[Begin QUOTED TEXT]

Sarah Phillips

Faculty, Director, School of Social Sciences, Sociology/Anthropology

503-352-2853

phillips@pacificu.edu

UC Box: A165

Office: Marsh Hall 338

Education

Manchester College, Oxford University, 1996, Post Doctoral Summer Research Fellowship

Yale University, 1993-1995, Post Doctoral training in Health Policy/Health Services Research

University of Minnesota, Twin Cities, 1993, Ph.D. in Sociology

Whitman College, 1986, BA in Sociology

Office Hours

By Appointment

Why I Study Sociology

I first became interested in studying sociology as an undergraduate. In a class, we read the story of Kitty Genovese, a young woman who, in 1964, was stabbed to death outside her apartment in New York City. The fact that she had been killed was, perhaps, unremarkable. But what lead to a sensationalized report in the New York Times and was the reason that I was reading about her death some twenty years later in college, was remarkable. Investigators found that no fewer than thirty eight of Kitty’s neighbors had either heard or seen the attack -- which took place over half an hour -- and yet, none acted to defend her or stop the attack, even though at one point the attacker left and Kitty tried to drag herself to safety. As a student, I was shocked by what seemed to be such cruel indifference. I wondered what happened to those people that they either cared so little or were so frightened that they could not act? I told myself I would have been different. I would have done something. Then I started thinking about all the times that I had NOT done something. Certainly, I had never witnessed such an attack as that on Kitty Genovese, but how many smaller things had I failed to stop or interrupt? Had I always objected when I heard a racist or sexist or homophobic comment or joke? Had I always stepped forward when I witnessed behavior that I considered morally reprehensible? Had I averted my eyes and walked on when approached by a beggar or homeless person?

[End QUOTED TEXT]

WORK REQUIRED: Please say whether each statement agrees with the faculty profile, answering yes or no and quoting the words that decide it: 1. Sarah Phillips earned her Ph.D. in Sociology from the University of Minnesota in 1993. 2. Kitty Genovese was killed outside her apartment in Chicago. 3. The attack on Kitty Genovese lasted over an hour. The entries that come next are separate material.

[Begin DATASET EXTRACT]

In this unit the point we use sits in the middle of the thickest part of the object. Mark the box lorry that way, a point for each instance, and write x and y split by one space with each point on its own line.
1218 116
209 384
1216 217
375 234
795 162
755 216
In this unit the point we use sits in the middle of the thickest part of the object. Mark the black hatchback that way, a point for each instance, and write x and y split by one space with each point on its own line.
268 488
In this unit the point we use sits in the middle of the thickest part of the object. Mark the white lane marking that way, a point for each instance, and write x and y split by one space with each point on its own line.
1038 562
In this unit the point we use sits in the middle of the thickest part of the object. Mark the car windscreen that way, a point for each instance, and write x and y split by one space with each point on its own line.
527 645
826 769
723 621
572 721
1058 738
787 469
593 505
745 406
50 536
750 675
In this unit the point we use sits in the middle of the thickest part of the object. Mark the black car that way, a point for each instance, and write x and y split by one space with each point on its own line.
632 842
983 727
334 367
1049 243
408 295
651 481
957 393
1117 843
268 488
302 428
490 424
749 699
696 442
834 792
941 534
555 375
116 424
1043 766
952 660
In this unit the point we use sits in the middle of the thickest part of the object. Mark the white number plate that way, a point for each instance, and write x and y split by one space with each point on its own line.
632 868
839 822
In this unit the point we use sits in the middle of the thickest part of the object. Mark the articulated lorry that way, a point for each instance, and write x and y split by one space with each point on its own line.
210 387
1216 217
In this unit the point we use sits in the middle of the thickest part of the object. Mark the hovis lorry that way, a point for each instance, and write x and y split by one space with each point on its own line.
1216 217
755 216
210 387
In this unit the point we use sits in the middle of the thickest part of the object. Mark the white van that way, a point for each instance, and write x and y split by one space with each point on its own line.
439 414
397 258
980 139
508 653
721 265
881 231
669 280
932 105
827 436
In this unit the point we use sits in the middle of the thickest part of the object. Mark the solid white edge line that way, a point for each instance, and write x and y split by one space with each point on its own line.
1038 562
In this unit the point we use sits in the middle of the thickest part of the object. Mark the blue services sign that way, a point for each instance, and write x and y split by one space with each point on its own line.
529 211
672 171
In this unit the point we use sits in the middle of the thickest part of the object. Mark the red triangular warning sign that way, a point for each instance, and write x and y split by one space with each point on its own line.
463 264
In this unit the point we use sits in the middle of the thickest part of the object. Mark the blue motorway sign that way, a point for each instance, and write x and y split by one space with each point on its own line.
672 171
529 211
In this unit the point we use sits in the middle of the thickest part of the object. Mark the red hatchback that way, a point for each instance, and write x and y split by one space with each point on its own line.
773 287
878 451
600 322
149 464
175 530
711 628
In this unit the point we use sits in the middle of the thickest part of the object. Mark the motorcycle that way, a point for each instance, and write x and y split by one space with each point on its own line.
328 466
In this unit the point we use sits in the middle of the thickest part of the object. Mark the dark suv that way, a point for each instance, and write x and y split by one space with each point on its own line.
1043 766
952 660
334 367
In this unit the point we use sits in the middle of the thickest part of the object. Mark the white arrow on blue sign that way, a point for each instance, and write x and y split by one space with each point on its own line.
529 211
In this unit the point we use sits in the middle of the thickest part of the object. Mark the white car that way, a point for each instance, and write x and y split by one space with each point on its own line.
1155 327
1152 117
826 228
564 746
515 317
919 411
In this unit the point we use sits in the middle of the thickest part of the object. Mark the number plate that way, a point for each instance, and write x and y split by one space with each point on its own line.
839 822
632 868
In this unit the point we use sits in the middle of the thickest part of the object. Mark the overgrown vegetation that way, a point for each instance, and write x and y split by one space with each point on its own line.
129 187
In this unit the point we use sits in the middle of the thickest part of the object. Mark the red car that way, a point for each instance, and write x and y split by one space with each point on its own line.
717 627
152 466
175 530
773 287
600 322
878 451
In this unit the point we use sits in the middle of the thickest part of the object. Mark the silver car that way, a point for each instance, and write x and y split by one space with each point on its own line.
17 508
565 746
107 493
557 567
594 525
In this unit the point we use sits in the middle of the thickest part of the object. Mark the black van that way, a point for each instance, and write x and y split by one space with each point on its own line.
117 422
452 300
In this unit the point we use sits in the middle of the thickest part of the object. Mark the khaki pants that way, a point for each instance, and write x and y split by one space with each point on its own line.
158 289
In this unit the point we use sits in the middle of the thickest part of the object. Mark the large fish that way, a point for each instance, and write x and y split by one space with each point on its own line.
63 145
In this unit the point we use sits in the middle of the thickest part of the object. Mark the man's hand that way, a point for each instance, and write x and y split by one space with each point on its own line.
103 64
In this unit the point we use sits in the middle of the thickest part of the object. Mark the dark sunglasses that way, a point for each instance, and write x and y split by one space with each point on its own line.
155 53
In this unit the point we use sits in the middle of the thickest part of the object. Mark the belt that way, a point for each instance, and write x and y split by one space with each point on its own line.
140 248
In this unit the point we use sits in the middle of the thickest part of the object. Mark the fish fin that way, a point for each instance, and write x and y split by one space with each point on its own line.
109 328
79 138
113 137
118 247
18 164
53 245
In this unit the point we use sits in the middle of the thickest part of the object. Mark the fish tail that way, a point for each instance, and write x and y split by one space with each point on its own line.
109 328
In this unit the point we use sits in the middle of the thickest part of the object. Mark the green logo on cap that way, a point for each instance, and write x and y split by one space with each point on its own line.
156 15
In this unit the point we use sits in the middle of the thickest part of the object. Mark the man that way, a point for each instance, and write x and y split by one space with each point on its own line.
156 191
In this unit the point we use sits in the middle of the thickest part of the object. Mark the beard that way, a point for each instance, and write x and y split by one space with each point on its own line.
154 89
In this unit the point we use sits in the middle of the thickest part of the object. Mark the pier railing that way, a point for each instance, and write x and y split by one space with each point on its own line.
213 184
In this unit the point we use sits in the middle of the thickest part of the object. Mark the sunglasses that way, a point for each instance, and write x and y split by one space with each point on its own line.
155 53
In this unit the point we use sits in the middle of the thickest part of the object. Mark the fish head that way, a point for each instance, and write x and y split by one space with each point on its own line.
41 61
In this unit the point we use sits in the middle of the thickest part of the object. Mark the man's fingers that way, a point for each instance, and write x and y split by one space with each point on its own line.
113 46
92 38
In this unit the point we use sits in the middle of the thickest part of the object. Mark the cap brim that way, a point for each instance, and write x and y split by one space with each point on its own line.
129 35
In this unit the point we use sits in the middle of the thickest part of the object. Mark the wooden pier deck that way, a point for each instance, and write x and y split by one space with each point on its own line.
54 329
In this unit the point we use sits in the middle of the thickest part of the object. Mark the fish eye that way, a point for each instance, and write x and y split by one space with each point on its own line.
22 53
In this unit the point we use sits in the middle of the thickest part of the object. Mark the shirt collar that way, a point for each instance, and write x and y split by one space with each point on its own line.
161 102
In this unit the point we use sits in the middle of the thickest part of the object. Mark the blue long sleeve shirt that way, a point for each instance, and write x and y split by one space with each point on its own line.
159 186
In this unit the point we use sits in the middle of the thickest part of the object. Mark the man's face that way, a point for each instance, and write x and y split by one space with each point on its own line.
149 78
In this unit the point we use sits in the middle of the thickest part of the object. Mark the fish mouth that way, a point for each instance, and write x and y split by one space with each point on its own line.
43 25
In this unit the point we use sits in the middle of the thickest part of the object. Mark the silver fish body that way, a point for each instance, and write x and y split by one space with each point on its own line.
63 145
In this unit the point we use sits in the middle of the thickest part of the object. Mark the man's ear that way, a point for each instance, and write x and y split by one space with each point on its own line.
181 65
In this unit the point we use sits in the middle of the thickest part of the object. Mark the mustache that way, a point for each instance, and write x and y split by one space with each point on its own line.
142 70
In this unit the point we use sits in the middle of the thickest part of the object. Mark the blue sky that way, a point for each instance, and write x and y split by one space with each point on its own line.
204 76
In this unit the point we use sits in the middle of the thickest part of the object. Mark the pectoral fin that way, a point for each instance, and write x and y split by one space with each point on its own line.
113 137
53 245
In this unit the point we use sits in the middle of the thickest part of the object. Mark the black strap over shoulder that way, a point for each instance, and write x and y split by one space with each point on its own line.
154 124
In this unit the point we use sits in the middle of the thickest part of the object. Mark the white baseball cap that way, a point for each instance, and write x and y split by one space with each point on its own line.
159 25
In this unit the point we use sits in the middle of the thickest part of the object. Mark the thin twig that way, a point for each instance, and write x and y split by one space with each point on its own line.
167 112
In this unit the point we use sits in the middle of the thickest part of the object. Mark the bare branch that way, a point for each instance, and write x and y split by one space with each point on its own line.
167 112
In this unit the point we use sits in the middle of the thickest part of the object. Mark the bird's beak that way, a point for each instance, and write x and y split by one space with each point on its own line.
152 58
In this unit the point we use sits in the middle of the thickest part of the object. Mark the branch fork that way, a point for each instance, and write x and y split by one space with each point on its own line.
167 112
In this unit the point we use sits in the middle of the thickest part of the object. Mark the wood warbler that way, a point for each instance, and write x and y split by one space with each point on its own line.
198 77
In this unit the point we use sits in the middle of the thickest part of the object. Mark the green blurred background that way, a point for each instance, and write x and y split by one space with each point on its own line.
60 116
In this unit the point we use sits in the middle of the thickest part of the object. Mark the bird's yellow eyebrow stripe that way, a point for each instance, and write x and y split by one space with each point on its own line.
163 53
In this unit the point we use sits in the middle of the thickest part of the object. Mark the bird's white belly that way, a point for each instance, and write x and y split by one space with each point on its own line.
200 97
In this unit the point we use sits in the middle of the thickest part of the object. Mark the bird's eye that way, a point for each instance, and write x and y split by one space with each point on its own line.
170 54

[End DATASET EXTRACT]

TASK SOLUTION:
1. Yes: "University of Minnesota, Twin Cities, 1993, Ph.D. in Sociology"
2. No: "stabbed to death outside her apartment in New York City"
3. No: "which took place over half an hour"